WORK INSTRUCTIONS:
Word for word, please restate the line containing "the dark spotted" and all the lines that follow it to the end of the data.

MATERIAL FOR THE TASK:
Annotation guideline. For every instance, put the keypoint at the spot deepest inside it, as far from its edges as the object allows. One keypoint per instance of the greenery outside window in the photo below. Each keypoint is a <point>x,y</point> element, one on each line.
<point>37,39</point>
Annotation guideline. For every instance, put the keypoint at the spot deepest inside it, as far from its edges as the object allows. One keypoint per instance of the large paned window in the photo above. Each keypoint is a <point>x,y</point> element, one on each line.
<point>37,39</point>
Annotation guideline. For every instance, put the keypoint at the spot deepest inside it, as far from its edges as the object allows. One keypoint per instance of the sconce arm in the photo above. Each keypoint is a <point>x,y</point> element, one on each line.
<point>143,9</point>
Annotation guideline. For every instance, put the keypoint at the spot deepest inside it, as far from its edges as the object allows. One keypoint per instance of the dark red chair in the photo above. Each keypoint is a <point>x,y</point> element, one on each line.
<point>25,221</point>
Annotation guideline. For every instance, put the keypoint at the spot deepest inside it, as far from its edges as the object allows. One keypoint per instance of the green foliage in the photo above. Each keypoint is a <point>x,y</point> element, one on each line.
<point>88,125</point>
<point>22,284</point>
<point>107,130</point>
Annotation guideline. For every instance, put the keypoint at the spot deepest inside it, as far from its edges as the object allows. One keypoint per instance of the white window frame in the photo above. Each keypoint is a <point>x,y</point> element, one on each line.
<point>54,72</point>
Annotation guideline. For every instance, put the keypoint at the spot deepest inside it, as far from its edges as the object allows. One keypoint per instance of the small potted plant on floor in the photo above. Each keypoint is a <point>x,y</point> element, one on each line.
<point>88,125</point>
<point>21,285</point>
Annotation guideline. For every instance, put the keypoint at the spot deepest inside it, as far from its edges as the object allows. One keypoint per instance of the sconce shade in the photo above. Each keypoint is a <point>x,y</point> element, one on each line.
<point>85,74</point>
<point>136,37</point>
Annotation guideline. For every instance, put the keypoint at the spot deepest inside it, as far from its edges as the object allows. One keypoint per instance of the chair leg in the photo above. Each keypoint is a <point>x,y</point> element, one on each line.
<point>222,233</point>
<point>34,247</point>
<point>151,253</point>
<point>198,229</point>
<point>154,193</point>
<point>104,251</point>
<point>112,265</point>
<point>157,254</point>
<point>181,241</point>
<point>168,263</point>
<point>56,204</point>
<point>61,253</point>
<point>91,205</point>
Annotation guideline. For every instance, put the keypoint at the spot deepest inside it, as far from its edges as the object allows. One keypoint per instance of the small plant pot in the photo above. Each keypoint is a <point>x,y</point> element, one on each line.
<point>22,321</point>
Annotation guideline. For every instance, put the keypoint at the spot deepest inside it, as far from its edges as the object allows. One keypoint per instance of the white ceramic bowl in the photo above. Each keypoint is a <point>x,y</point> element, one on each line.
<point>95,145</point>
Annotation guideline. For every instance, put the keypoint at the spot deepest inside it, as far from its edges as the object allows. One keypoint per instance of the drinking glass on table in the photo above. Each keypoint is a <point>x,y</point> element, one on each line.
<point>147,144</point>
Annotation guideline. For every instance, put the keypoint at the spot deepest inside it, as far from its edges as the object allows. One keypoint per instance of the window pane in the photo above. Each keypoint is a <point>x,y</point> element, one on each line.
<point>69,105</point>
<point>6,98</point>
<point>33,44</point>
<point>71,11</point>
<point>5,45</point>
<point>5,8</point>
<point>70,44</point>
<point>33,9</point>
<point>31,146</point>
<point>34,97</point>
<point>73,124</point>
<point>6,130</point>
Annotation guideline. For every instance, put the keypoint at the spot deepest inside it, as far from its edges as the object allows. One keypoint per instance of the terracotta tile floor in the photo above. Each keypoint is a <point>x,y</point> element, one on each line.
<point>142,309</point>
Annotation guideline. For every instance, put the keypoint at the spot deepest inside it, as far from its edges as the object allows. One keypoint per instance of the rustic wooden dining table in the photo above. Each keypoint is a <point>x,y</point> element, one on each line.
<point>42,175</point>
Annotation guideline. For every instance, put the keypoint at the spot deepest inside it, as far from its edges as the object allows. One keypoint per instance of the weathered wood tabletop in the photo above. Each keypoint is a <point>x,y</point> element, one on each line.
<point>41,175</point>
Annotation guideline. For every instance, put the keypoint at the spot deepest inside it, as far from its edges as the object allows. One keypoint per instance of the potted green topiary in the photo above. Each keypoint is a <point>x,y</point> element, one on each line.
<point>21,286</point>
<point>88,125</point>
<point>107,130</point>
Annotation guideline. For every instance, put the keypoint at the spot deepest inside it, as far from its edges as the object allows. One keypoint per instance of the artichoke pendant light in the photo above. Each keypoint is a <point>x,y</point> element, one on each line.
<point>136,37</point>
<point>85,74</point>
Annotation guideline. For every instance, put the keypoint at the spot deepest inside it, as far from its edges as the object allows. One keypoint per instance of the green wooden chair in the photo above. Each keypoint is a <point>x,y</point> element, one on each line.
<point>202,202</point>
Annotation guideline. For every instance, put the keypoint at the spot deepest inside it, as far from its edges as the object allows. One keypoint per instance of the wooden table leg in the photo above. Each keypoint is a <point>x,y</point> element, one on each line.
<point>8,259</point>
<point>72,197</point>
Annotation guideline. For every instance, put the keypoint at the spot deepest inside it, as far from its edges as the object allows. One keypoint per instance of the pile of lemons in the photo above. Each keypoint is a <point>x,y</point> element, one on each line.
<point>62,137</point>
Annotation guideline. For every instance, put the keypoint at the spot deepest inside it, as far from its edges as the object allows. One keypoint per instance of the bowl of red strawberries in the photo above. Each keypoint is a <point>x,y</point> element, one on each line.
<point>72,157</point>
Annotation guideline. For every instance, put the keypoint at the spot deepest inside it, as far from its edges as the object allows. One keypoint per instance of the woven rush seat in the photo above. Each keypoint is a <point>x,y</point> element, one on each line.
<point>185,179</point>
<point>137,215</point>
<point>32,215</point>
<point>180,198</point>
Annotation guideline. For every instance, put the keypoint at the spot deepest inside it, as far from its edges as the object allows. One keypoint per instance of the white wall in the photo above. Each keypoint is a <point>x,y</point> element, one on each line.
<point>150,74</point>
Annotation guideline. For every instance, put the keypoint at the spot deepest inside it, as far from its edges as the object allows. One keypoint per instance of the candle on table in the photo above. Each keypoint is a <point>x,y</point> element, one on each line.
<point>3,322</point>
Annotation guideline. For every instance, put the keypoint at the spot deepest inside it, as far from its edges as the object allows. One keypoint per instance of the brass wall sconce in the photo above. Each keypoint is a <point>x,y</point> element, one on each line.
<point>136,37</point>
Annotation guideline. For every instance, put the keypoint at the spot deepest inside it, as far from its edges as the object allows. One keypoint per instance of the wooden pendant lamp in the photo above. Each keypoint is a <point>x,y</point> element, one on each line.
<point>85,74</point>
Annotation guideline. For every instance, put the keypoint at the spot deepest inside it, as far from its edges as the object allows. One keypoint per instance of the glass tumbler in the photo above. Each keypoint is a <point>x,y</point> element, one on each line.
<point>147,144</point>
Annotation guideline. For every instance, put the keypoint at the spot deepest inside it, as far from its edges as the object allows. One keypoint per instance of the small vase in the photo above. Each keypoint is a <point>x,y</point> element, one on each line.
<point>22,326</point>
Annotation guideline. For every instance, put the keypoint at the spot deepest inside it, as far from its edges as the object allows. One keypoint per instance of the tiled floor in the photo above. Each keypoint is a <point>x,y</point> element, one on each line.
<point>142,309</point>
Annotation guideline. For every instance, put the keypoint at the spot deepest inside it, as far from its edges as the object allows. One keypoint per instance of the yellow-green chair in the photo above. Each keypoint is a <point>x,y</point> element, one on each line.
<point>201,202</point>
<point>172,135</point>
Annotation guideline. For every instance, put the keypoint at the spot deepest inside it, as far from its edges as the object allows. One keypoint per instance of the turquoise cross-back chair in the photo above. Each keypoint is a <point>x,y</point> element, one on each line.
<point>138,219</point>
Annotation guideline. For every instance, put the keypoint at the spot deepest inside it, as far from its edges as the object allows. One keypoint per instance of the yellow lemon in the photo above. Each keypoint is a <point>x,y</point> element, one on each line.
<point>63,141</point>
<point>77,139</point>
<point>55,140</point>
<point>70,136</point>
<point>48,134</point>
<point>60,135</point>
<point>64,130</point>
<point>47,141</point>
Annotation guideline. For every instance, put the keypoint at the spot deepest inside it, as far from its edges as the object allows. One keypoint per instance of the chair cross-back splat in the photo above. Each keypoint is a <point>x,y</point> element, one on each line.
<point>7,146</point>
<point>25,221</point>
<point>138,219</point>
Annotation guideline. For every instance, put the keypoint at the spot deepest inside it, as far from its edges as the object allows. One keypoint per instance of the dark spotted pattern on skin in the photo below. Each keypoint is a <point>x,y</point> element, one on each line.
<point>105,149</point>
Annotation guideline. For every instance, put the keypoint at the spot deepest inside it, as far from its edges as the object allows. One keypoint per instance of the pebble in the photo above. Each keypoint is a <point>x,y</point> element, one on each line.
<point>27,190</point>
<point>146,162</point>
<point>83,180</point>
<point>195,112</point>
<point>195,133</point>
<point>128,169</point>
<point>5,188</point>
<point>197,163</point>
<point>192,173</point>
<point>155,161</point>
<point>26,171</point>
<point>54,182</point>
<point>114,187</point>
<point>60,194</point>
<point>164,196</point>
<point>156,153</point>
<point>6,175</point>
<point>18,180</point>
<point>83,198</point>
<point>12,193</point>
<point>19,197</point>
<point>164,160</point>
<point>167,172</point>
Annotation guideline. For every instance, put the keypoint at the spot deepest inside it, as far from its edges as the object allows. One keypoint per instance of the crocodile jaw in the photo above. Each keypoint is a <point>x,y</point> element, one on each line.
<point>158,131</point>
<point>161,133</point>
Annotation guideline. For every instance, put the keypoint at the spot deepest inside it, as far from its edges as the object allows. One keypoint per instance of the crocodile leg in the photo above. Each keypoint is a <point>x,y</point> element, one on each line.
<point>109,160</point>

EXERCISE OUTPUT:
Annotation guideline. For every instance, put the keypoint at the spot deepest inside it, as far from its edges as the object allows. One keypoint per instance of the dark spotted pattern on skin in the photo below. Each keypoint is a <point>x,y</point> element, one on each line.
<point>105,149</point>
Annotation guideline. For every instance, put the keypoint at the spot deepest inside it, as far from its edges as the object allows. One keypoint per instance of the pebble in the photo above. Each keypoint is a <point>x,y</point> element, one on each line.
<point>27,190</point>
<point>146,162</point>
<point>83,180</point>
<point>195,112</point>
<point>195,133</point>
<point>128,169</point>
<point>5,188</point>
<point>197,163</point>
<point>192,173</point>
<point>155,161</point>
<point>26,171</point>
<point>54,182</point>
<point>114,187</point>
<point>60,194</point>
<point>164,196</point>
<point>156,153</point>
<point>6,175</point>
<point>18,180</point>
<point>83,198</point>
<point>12,193</point>
<point>19,197</point>
<point>164,160</point>
<point>167,172</point>
Annotation guideline. For every instance, put the keypoint at the spot deepest inside it, as far from its edges as the object allows. One keypoint per instance of the crocodile jaw in the photo above. Each keypoint is a <point>x,y</point> element, one on each line.
<point>158,131</point>
<point>161,133</point>
Annotation guideline. For every instance, put the keypoint at the spot deepest inside it, as far from its edges as the object allows. One keypoint per instance of the crocodile leg in the photo above. Each keypoint is a <point>x,y</point> element, one on each line.
<point>109,160</point>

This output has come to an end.